### Items from a data source
* * * *

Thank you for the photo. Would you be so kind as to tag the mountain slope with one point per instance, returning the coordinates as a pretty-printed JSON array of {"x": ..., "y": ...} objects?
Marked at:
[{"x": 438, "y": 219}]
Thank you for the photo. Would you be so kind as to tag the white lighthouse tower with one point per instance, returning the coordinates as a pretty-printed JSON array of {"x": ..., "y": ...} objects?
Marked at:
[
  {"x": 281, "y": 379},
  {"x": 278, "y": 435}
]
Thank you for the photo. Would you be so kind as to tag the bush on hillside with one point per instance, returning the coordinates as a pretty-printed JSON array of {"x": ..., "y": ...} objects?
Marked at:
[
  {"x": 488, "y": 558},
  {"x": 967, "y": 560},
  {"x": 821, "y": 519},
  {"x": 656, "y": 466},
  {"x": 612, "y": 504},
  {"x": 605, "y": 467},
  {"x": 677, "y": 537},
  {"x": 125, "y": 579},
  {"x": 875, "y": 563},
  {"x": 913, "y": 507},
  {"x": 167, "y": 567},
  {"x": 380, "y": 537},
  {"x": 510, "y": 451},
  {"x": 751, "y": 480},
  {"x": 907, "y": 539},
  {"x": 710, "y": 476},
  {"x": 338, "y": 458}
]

* * * *

### STATED EXERCISE
Can you reproduce the listing from the line containing "tag the bush" through the end of the listing, requests included, with each x and y coordinate in the answers multiplied by 0.75 and rounded to a whole number (halves round up)? Leave the request text and its format sample unchanged.

### CORRECT RESULT
Thank you for the photo. Would you be so kind as to tag the bush on hillside with one point per instance, returning the coordinates as a pretty-printed JSON array of {"x": ..., "y": ...} objects?
Marked at:
[
  {"x": 366, "y": 419},
  {"x": 725, "y": 420},
  {"x": 616, "y": 389},
  {"x": 492, "y": 350},
  {"x": 459, "y": 378},
  {"x": 454, "y": 350},
  {"x": 508, "y": 403},
  {"x": 94, "y": 434},
  {"x": 656, "y": 422},
  {"x": 685, "y": 380},
  {"x": 125, "y": 425},
  {"x": 285, "y": 403},
  {"x": 383, "y": 338},
  {"x": 563, "y": 360},
  {"x": 680, "y": 404},
  {"x": 533, "y": 357},
  {"x": 254, "y": 344}
]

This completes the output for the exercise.